Extracted data entries

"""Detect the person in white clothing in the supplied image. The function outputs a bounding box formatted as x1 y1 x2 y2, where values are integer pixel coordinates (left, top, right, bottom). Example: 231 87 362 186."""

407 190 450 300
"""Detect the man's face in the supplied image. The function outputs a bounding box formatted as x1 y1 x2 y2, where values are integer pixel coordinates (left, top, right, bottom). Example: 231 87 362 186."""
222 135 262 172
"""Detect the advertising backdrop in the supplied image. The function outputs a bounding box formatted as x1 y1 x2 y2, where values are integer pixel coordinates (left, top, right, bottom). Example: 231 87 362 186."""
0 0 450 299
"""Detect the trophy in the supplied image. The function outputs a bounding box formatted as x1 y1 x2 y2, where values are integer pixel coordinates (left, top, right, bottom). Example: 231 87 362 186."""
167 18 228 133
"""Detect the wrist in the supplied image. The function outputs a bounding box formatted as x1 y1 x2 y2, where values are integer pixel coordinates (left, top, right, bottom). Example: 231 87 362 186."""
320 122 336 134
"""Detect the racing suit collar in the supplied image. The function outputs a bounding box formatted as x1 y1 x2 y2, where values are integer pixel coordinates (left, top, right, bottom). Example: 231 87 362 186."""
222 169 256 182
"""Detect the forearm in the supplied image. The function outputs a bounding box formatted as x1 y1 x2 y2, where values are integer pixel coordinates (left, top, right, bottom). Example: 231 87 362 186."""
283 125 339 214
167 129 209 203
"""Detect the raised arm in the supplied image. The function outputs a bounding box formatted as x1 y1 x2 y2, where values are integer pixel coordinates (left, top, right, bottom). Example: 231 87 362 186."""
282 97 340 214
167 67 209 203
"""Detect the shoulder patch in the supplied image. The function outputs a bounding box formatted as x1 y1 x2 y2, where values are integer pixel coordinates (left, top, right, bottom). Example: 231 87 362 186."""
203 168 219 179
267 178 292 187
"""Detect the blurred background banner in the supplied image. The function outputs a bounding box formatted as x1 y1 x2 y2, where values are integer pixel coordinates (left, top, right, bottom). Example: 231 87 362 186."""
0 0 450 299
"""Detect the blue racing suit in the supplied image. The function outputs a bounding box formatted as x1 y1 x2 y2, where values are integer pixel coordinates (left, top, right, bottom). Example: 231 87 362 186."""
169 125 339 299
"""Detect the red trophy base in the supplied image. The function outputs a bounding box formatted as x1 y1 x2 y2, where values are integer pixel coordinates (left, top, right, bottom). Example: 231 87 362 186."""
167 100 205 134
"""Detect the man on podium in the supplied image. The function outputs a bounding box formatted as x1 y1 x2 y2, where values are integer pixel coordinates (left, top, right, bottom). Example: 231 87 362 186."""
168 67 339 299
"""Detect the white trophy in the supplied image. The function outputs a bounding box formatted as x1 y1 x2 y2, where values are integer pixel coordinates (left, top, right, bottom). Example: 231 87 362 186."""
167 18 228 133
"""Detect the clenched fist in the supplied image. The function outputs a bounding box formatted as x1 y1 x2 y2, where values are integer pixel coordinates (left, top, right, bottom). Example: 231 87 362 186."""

- Stated problem -
Rewrite the data above, substituting "driver's suit" for every occurrence of "racing suit" and leaving everything else unchanged.

- Result of this task -
"""Detect the person in white clothing in the supplied image. The function outputs a bounding box formatted as x1 y1 x2 y2, where values are integer pixel coordinates (left, top, right, bottom). Example: 231 87 362 186."""

407 190 450 300
"""Detect the man's face in the supplied image. The function outputs a bounding box formatted as x1 y1 x2 y2, where values are integer pixel coordinates (left, top, right, bottom). Example: 231 87 362 186."""
222 135 262 172
"""Detect the advertising backdrop in the supplied image. The function outputs a bounding box formatted as x1 y1 x2 y2, where values are integer pixel coordinates (left, top, right, bottom). Example: 231 87 362 186."""
0 0 450 299
"""Detect the trophy in the supplied image. The function outputs a bounding box formatted as x1 y1 x2 y2, where values are integer pixel coordinates (left, top, right, bottom). Example: 231 87 362 186."""
167 18 228 133
"""Detect the wrist in the supplied image. The function outputs a bounding box formatted as x1 y1 x2 y2, where values are integer pixel coordinates (left, top, right, bottom). Example: 231 87 362 186."""
320 122 336 134
"""Detect the driver's suit collar in the supplied image. The function outputs a bounding box formatted as x1 y1 x2 y2, where values are integer pixel coordinates (left, top, right, bottom). Example: 231 87 362 186."""
222 169 256 182
"""Detect the forearm in the supplied image. The function outputs a bounding box formatted as x1 y1 x2 y2, where values are integer pixel coordinates (left, top, right, bottom). Example: 231 87 362 186."""
283 125 339 214
167 129 209 203
"""Detect the raised arm in the supplied image. The function outputs a bounding box formatted as x1 y1 x2 y2, where values are integer pixel coordinates (left, top, right, bottom). Example: 231 87 362 186."""
282 97 340 214
167 67 209 203
"""Detect the shoulder patch in the supplied image. The function outputs a bounding box formatted as x1 y1 x2 y2, where values are integer pixel coordinates (left, top, right, bottom). Example: 231 87 362 186."""
203 168 219 179
267 178 292 187
"""Detect the blurred background banner in the supplied image. The function outputs a bounding box formatted as x1 y1 x2 y2, where values are integer pixel coordinates (left, top, right, bottom). Example: 231 87 362 186."""
0 0 450 299
"""Detect the blue driver's suit in the supplied image. The function outputs a bounding box formatted as x1 y1 x2 y2, where values are integer pixel coordinates (left, top, right, bottom). Example: 231 87 362 186."""
169 125 339 299
"""Detect the red trophy base in the supplied image. The function outputs a bounding box formatted as x1 y1 x2 y2, where values are integer pixel coordinates (left, top, right, bottom). Example: 231 87 362 186."""
167 100 205 134
"""Detect the man on podium in the supplied image. The function outputs a bounding box formatted as x1 y1 x2 y2, where values are integer pixel coordinates (left, top, right, bottom). Example: 231 87 362 186."""
168 67 339 299
"""Detect the white trophy in the supplied image. The function outputs a bounding box formatted as x1 y1 x2 y2, where values are integer pixel coordinates (left, top, right, bottom). Example: 231 87 362 186."""
167 18 228 133
"""Detect the clenched fist in the supplied image. The function outputs a bounding box formatted as x1 y1 x2 y2, where values are integer pixel coordinates (left, top, right, bottom). Example: 231 87 362 186."""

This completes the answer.